Re: Is it just me or has -current suddenly got massively unstable?

2002-07-23 Thread Julian Elischer


On Tue, 23 Jul 2002, Peter Wemm wrote:

>  
> thread_zone = uma_zcreate("THREAD", sizeof (struct thread),
> thread_ctor, thread_dtor, thread_init, thread_fini,
> -   UMA_ALIGN_CACHE, 0);
> +   UMA_ALIGN_CACHE, UMA_ZONE_NOFREE);
>  }
>  
>  /*
> 
> I haven't paniced yet with that change. :-) For some unknown reason,
> selwakeup() is dereferencing pointers to threads that have long gone and
> the backing store has been freed.  The patch above is a bandaid, not a
> solution.  It basically prevents threads ever being freed back to the
> general pool, even though everything here supposedly does not need that.
> (unlike struct proc and socket, for example).


Peter.. this comment in selrecord scared the heck out of me..
---
 /*
1151  * If the thread is NULL then take ownership of selinfo
1152  * however if the thread is not NULL and the thread points to
1153  * someone else, then we have a collision, otherwise leave it
alone
1154  * as we've owned it in a previous selrecord on this selinfo.
1155  */

---

it suggests that select still doesn't clean up after itself.

looking in select() however I see:
 836 if (timo > 0)
 837 error = cv_timedwait_sig(&selwait, &sellock, timo);
 838 else
 839 error = cv_wait_sig(&selwait, &sellock);
 840 
 841 if (error == 0)
 842 goto retry;
 843 
 844 done:
 845 clear_selinfo_list(td);

This suggests that there is no way to exit this function without
clearing the thread pointers but your trace suggests otherwise..


To Unsubscribe: send mail to [EMAIL PROTECTED]
with "unsubscribe freebsd-current" in the body of the message



Re: Is it just me or has -current suddenly got massively unstable?

Excerpts from a detection dataset:
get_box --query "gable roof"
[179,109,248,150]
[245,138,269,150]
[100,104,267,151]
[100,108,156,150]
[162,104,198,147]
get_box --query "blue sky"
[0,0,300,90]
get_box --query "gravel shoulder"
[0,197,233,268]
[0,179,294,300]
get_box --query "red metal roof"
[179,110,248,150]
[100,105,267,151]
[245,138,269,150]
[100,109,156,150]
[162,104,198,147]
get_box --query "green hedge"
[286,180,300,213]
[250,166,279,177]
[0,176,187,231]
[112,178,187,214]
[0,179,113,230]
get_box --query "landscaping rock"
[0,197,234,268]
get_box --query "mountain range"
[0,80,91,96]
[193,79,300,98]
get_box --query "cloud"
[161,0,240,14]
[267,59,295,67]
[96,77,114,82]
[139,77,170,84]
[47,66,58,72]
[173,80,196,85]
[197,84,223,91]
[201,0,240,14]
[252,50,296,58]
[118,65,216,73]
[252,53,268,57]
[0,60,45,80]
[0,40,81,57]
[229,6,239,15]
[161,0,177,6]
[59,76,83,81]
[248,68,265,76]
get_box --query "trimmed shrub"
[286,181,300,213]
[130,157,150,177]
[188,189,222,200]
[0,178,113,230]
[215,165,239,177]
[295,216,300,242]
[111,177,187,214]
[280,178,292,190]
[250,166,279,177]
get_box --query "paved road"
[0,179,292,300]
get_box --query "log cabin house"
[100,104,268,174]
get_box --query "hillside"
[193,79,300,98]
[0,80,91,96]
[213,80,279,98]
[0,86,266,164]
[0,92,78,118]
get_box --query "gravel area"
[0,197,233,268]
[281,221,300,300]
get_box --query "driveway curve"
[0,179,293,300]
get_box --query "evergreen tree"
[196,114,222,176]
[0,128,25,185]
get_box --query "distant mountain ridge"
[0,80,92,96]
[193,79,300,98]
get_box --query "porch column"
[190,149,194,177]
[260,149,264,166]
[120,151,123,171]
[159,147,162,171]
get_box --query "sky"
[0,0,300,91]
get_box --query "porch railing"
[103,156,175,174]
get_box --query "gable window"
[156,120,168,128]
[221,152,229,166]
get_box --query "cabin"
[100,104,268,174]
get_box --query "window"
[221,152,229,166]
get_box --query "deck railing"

• YOUR OBJECTIVE:
In the mailing-list post, which function is described as dereferencing pointers to threads whose backing store has already been freed?

• ANSWER FOR THIS EXERCISE:
selwakeup()